>> BEGIN RECORDS FOR THE TASK

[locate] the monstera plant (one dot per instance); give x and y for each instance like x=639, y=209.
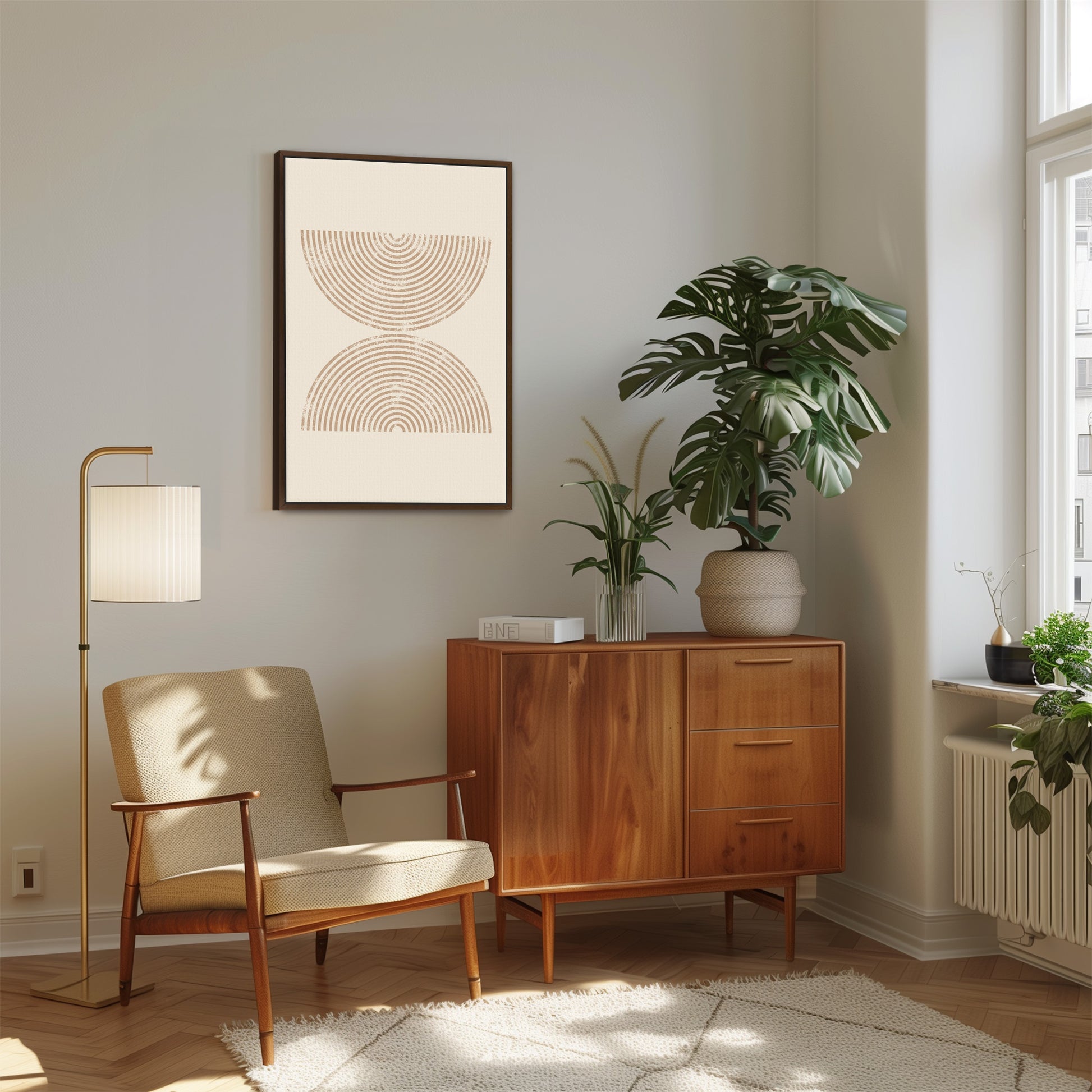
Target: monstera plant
x=786, y=392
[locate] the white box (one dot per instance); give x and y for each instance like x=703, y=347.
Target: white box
x=544, y=629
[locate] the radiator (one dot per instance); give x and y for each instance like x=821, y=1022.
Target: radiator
x=1034, y=882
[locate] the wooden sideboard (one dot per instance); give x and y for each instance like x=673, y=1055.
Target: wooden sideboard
x=682, y=764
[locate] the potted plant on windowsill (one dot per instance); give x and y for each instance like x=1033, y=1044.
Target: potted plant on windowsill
x=1058, y=734
x=787, y=399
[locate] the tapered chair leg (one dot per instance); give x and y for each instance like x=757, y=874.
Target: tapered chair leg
x=470, y=945
x=126, y=959
x=260, y=962
x=502, y=922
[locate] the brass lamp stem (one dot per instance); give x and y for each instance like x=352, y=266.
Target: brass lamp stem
x=92, y=990
x=84, y=648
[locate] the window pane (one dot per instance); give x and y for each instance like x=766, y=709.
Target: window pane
x=1079, y=48
x=1081, y=286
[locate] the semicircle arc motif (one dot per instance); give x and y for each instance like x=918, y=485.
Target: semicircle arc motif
x=396, y=282
x=396, y=384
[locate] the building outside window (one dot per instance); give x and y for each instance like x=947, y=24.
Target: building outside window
x=1059, y=294
x=1081, y=288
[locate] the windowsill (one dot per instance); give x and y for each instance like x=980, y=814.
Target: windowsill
x=996, y=691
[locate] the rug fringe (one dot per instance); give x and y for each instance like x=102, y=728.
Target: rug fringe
x=591, y=992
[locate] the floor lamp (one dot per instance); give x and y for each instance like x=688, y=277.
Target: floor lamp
x=138, y=544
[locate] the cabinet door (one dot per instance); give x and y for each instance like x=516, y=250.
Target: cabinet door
x=592, y=769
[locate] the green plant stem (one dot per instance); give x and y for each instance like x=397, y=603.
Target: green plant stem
x=753, y=543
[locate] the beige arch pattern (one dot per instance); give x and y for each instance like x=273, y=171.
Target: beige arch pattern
x=396, y=384
x=396, y=282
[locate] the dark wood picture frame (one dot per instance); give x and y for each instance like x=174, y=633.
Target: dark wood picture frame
x=280, y=461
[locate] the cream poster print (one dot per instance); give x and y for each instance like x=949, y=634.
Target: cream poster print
x=392, y=308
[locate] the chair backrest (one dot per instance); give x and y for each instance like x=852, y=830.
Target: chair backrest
x=178, y=737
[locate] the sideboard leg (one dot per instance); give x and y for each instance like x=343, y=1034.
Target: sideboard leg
x=547, y=937
x=791, y=920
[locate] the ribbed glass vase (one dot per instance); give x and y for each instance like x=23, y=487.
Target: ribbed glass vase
x=620, y=613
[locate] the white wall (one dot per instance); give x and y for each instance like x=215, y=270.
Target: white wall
x=649, y=142
x=920, y=195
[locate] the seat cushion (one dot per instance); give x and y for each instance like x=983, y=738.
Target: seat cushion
x=328, y=879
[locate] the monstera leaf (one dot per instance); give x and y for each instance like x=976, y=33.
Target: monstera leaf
x=788, y=397
x=774, y=406
x=827, y=456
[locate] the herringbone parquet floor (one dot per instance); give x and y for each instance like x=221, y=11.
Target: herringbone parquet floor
x=164, y=1041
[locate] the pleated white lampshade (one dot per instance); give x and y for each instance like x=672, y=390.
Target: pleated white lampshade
x=144, y=543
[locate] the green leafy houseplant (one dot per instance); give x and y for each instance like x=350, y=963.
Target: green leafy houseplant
x=786, y=393
x=625, y=527
x=1058, y=733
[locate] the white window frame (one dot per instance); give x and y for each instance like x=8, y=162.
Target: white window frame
x=1052, y=444
x=1049, y=71
x=1057, y=139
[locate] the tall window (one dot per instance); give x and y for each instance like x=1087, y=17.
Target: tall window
x=1059, y=301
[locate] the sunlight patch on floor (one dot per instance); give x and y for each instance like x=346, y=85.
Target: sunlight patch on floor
x=20, y=1070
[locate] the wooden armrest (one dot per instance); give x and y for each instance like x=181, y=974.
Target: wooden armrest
x=403, y=784
x=234, y=797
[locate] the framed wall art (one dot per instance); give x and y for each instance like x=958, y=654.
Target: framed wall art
x=392, y=307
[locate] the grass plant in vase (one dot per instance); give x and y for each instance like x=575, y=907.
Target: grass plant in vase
x=626, y=526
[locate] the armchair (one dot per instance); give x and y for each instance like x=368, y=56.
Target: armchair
x=287, y=869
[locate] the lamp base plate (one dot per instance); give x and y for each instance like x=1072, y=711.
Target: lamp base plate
x=95, y=992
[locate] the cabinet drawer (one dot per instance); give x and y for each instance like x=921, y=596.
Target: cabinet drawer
x=764, y=688
x=747, y=769
x=745, y=841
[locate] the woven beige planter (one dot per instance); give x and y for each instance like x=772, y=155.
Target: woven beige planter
x=750, y=593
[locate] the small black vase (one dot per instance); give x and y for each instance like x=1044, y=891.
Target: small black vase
x=1010, y=663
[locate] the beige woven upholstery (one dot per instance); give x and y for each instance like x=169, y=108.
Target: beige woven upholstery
x=327, y=879
x=180, y=737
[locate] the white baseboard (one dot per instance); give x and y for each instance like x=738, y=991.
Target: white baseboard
x=1049, y=953
x=924, y=934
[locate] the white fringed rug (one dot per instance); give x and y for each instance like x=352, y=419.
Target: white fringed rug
x=825, y=1033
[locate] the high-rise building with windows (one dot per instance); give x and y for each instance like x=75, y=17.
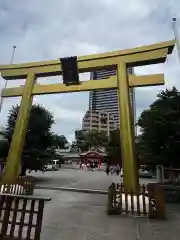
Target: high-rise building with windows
x=107, y=100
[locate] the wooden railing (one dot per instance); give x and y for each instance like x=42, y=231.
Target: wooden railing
x=20, y=186
x=21, y=217
x=149, y=201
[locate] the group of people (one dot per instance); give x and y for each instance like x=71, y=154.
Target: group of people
x=113, y=169
x=92, y=165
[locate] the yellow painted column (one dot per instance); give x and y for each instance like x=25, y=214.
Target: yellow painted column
x=15, y=151
x=131, y=177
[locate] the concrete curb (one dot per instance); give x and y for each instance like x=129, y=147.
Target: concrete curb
x=68, y=189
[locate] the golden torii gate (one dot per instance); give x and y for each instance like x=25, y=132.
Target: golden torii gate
x=118, y=60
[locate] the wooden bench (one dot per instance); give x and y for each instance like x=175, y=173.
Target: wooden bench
x=20, y=186
x=21, y=217
x=148, y=201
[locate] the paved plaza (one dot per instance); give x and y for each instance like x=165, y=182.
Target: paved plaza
x=79, y=179
x=81, y=216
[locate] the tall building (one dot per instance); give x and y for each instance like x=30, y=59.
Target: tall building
x=107, y=100
x=99, y=121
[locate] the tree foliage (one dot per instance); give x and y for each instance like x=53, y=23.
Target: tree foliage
x=39, y=138
x=159, y=142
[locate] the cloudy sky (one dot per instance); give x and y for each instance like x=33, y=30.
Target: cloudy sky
x=44, y=30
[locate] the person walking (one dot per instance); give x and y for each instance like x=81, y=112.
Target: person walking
x=107, y=169
x=117, y=169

>> END RECORDS FOR THE TASK

* [WHAT YOU ARE ASKED TO DO]: Turn every line of the entries above into a Markdown table with the columns Row and Line, numbering the rows and skipping blank lines. Leave the pictures out.

* [TASK OUTPUT]:
| Row | Line |
|---|---|
| 1 | [locate] the monstera plant (one dot per instance); give x and y for each instance like x=639, y=209. |
| 2 | Target: monstera plant |
| 3 | x=786, y=392 |
| 4 | [locate] the white box (one dot per instance); give x and y for each instance like x=703, y=347. |
| 5 | Target: white box |
| 6 | x=544, y=629 |
| 7 | [locate] the radiator (one dot per instance); give x and y for each instance like x=821, y=1022. |
| 8 | Target: radiator |
| 9 | x=1034, y=882 |
| 10 | [locate] the wooden sideboard (one dot per instance); give x and y for each instance like x=673, y=1055. |
| 11 | Target: wooden sideboard |
| 12 | x=682, y=764 |
| 13 | [locate] the potted plant on windowsill (one dot per instance); give x and y for each instance like x=1033, y=1044. |
| 14 | Target: potted plant on windowsill |
| 15 | x=1058, y=734 |
| 16 | x=787, y=399 |
| 17 | [locate] the tapered chair leg (one dot per instance); give x and y for each instance like x=757, y=874. |
| 18 | Target: tapered chair leg |
| 19 | x=470, y=945 |
| 20 | x=126, y=959 |
| 21 | x=260, y=962 |
| 22 | x=502, y=922 |
| 23 | [locate] the brass lamp stem (one dot per instance); give x and y for each instance like x=352, y=266. |
| 24 | Target: brass lamp stem |
| 25 | x=92, y=990 |
| 26 | x=84, y=648 |
| 27 | [locate] the window pane (one dot per instance); give x and y for each instance like x=766, y=709. |
| 28 | Target: window pane |
| 29 | x=1079, y=48 |
| 30 | x=1081, y=286 |
| 31 | [locate] the semicircle arc motif (one dot per instance); give x and y for each instance like x=918, y=485. |
| 32 | Target: semicircle arc motif |
| 33 | x=396, y=282 |
| 34 | x=396, y=384 |
| 35 | [locate] the building outside window (one dot per instance); give x and y for each instance like x=947, y=24. |
| 36 | Target: building outside window |
| 37 | x=1059, y=294 |
| 38 | x=1081, y=288 |
| 39 | [locate] the windowsill (one dot per instance); give x and y for each instance like x=980, y=814. |
| 40 | Target: windowsill |
| 41 | x=996, y=691 |
| 42 | [locate] the rug fringe (one dot per instance); give x and y for each instance like x=102, y=728. |
| 43 | Target: rug fringe |
| 44 | x=591, y=992 |
| 45 | [locate] the floor lamp (one dot per instance); give x and y for each instance like x=688, y=277. |
| 46 | Target: floor lamp |
| 47 | x=138, y=544 |
| 48 | [locate] the cabinet door (one dot per instance); give x and y for each instance like x=516, y=250. |
| 49 | Target: cabinet door |
| 50 | x=592, y=769 |
| 51 | [locate] the green plant stem (one dot per instance); give x and y for each instance like x=397, y=603. |
| 52 | Target: green plant stem |
| 53 | x=753, y=543 |
| 54 | [locate] the beige arch pattern (one dot per instance); give x and y for each instance like x=273, y=171. |
| 55 | Target: beige arch pattern |
| 56 | x=396, y=384 |
| 57 | x=396, y=282 |
| 58 | [locate] the dark wood picture frame (one dot per instance); give x and y for each instance like x=174, y=633. |
| 59 | Target: dark wood picture frame |
| 60 | x=280, y=461 |
| 61 | [locate] the cream poster print (one dot per instance); give x and y for each instance like x=949, y=634. |
| 62 | Target: cream poster print |
| 63 | x=392, y=308 |
| 64 | [locate] the chair backrest (one dot per instance); give x and y for each instance like x=852, y=830. |
| 65 | Target: chair backrest |
| 66 | x=178, y=737 |
| 67 | [locate] the sideboard leg (one dot per instance); give x and y for each instance like x=343, y=1034. |
| 68 | Target: sideboard leg |
| 69 | x=547, y=937 |
| 70 | x=791, y=920 |
| 71 | [locate] the ribbed glass vase (one dot per instance); give x and y for each instance like x=23, y=487. |
| 72 | Target: ribbed glass vase |
| 73 | x=620, y=613 |
| 74 | [locate] the white wall (one dot per instance); give x and y for each instance like x=215, y=270. |
| 75 | Target: white wall |
| 76 | x=649, y=142 |
| 77 | x=920, y=195 |
| 78 | [locate] the seat cushion (one dot per instance); give x and y for each instance like x=983, y=738. |
| 79 | Target: seat cushion |
| 80 | x=328, y=879 |
| 81 | [locate] the monstera leaf (one dot per instance); give x and y for each instance like x=976, y=33. |
| 82 | Target: monstera leaf |
| 83 | x=788, y=397 |
| 84 | x=774, y=406 |
| 85 | x=827, y=456 |
| 86 | [locate] the herringbone parquet floor (one dot per instance); give x and y for each instance like x=221, y=11. |
| 87 | Target: herringbone parquet floor |
| 88 | x=164, y=1041 |
| 89 | [locate] the pleated white lampshade (one dot per instance); give x and y for each instance like x=672, y=390. |
| 90 | Target: pleated white lampshade |
| 91 | x=144, y=543 |
| 92 | [locate] the green leafy houseplant (one dot per instance); give x and y for each instance like x=350, y=963. |
| 93 | Target: green leafy houseplant |
| 94 | x=786, y=393 |
| 95 | x=625, y=527 |
| 96 | x=1058, y=733 |
| 97 | [locate] the white window frame (one dot per instance); give x and y for each instance like x=8, y=162. |
| 98 | Target: white window frame |
| 99 | x=1052, y=444 |
| 100 | x=1049, y=71 |
| 101 | x=1057, y=139 |
| 102 | [locate] the tall window (one dot per instance); give x and y for each instance like x=1087, y=17. |
| 103 | Target: tall window |
| 104 | x=1059, y=301 |
| 105 | [locate] the sunlight patch on floor (one dot per instance); give x and y for each instance like x=346, y=85. |
| 106 | Target: sunlight patch on floor |
| 107 | x=20, y=1070 |
| 108 | [locate] the wooden armrest (one dot per instance); give x and y for each instance like x=181, y=974. |
| 109 | Target: wooden armrest |
| 110 | x=403, y=784 |
| 111 | x=234, y=797 |
| 112 | [locate] the framed wall art (one dot per instance); give x and y for each instance like x=958, y=654. |
| 113 | Target: framed wall art |
| 114 | x=392, y=307 |
| 115 | [locate] the grass plant in vase (one dot per instance); give x and y for each instance like x=575, y=907. |
| 116 | Target: grass plant in vase |
| 117 | x=626, y=526 |
| 118 | [locate] the armchair (one dot per instance); give x and y for each instance like x=368, y=56. |
| 119 | Target: armchair |
| 120 | x=287, y=869 |
| 121 | [locate] the lamp base plate (one dot per instance); give x and y for each instance like x=1072, y=711. |
| 122 | Target: lamp base plate |
| 123 | x=95, y=992 |
| 124 | [locate] the cabinet drawer (one dot per instance); give x and y for each instance like x=921, y=596. |
| 125 | Target: cabinet drawer |
| 126 | x=764, y=688 |
| 127 | x=747, y=769 |
| 128 | x=745, y=841 |
| 129 | [locate] the woven beige planter (one dot per instance); give x and y for each instance like x=772, y=155. |
| 130 | Target: woven beige planter |
| 131 | x=750, y=593 |
| 132 | [locate] the small black vase (one dot per instance); give x and y for each instance like x=1044, y=891. |
| 133 | Target: small black vase |
| 134 | x=1010, y=663 |
| 135 | [locate] the beige woven upholstery (one dot per instance); give x and y for each instance like x=169, y=108. |
| 136 | Target: beige woven upholstery |
| 137 | x=327, y=879 |
| 138 | x=180, y=737 |
| 139 | [locate] the white baseboard (one dot per instance); give x and y for each instance like x=738, y=991. |
| 140 | Target: white baseboard |
| 141 | x=1049, y=953 |
| 142 | x=924, y=934 |
| 143 | [locate] the white fringed rug (one dot per instance); give x and y for each instance like x=352, y=419. |
| 144 | Target: white fringed rug |
| 145 | x=825, y=1033 |
| 146 | [locate] the high-rise building with windows (one dot per instance); give x and y for each instance like x=75, y=17. |
| 147 | Target: high-rise building with windows |
| 148 | x=107, y=100 |
| 149 | [locate] the wooden railing (one dot per instance); give x and y for each instance like x=42, y=231. |
| 150 | Target: wooden railing |
| 151 | x=20, y=186 |
| 152 | x=21, y=217 |
| 153 | x=149, y=201 |
| 154 | [locate] the group of people (one dot per instance); give x and y for each instance like x=71, y=154. |
| 155 | Target: group of people |
| 156 | x=113, y=169 |
| 157 | x=92, y=165 |
| 158 | [locate] the yellow painted column (one dot per instance); give x and y for each instance like x=25, y=214. |
| 159 | Target: yellow painted column |
| 160 | x=15, y=151 |
| 161 | x=131, y=177 |
| 162 | [locate] the concrete curb (one dot per instance); give x and y for each instance like x=129, y=147. |
| 163 | Target: concrete curb |
| 164 | x=68, y=189 |
| 165 | [locate] the golden torii gate (one dot per instance); give x and y for each instance like x=25, y=132. |
| 166 | Target: golden torii gate |
| 167 | x=118, y=60 |
| 168 | [locate] the wooden bench (one dot per instance); give x and y for each instance like x=175, y=173. |
| 169 | Target: wooden bench |
| 170 | x=20, y=186 |
| 171 | x=21, y=217 |
| 172 | x=148, y=201 |
| 173 | [locate] the paved plaza (one dot per instance); give x and y for each instance like x=165, y=182. |
| 174 | Target: paved plaza |
| 175 | x=79, y=179 |
| 176 | x=81, y=216 |
| 177 | [locate] the tall building (one dot per instance); give x and y for each instance like x=30, y=59. |
| 178 | Target: tall building |
| 179 | x=107, y=100 |
| 180 | x=99, y=121 |
| 181 | [locate] the tree foliage (one dot per instance); give x and y for each instance like x=53, y=23. |
| 182 | Target: tree foliage |
| 183 | x=39, y=138 |
| 184 | x=159, y=142 |
| 185 | [locate] the cloudy sky (one dot per instance); give x and y for each instance like x=33, y=30. |
| 186 | Target: cloudy sky |
| 187 | x=44, y=30 |
| 188 | [locate] the person walking (one dot per instance); give x and y for each instance like x=81, y=112. |
| 189 | Target: person walking |
| 190 | x=107, y=169 |
| 191 | x=117, y=169 |